What you need to do
Filter the records below, copying every line that contains the word "like". Treat case as significant.

Data entries
┌────────

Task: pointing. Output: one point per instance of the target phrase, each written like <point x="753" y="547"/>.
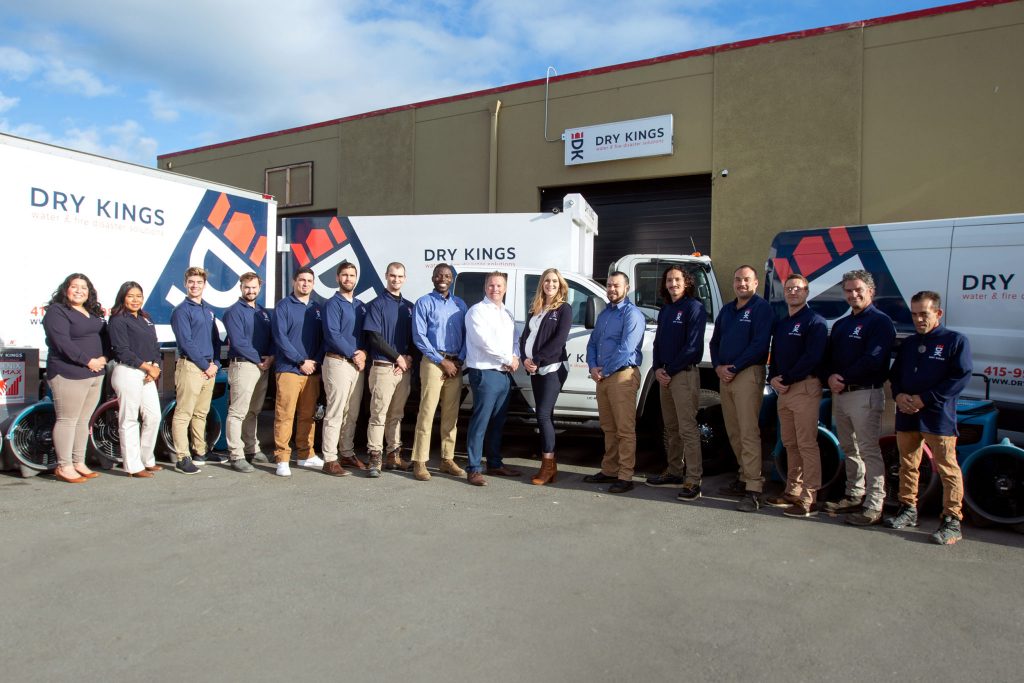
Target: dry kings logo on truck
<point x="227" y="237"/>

└────────
┌────────

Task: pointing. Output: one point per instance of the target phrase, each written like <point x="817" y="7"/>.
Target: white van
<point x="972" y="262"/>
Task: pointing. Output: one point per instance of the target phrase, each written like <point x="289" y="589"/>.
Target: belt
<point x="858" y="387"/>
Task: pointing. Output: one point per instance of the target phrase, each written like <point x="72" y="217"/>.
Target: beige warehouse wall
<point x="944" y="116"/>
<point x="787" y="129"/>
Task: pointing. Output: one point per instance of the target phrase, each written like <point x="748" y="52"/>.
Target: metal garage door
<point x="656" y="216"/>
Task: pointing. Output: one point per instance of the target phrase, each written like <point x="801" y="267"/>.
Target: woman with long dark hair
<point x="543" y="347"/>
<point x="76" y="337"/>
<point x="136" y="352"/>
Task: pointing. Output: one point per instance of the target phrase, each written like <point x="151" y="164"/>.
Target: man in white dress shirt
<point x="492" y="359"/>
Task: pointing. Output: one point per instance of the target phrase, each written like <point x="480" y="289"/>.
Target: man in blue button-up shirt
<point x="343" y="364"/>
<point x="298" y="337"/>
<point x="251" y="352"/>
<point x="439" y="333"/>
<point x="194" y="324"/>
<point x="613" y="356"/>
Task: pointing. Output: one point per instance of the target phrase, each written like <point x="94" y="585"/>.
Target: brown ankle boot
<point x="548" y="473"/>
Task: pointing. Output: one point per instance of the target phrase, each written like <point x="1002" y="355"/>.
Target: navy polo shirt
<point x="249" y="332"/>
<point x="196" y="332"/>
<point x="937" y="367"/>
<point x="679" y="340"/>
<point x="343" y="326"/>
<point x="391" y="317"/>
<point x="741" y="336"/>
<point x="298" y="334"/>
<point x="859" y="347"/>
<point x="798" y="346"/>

└────────
┌────────

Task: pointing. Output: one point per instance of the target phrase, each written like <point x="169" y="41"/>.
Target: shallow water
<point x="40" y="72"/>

└────────

Response to the task
Task: pointing. Output: one point per instance of the target phrase, each written like <point x="753" y="547"/>.
Task: pointing. Output: one point per instance of the target phrase, each written like <point x="817" y="7"/>.
Task: pointing. Output: one point per instance of the target phrase, each written like <point x="289" y="589"/>.
Task: pointing. Output: one point per instance of the target phrase, each written like <point x="72" y="217"/>.
Task: pointing. Output: one point per instance of the target phrase, each written like <point x="748" y="52"/>.
Task: pointing. Output: one point per instance of the target phrase, each written like <point x="801" y="267"/>.
Task: pointing. Output: one point per instance of the target phrase, each written like <point x="151" y="164"/>.
Task: pointing. Output: one point per instance of the target phrase, each written like <point x="480" y="289"/>.
Task: pointing. Output: one point per instance of the target phrase, each written like <point x="94" y="585"/>.
Task: pointing. Output: one point per instance of the target phrase, each written like <point x="1002" y="355"/>.
Task: pointing. Output: one point per instance of the target phrase, each written like <point x="169" y="41"/>.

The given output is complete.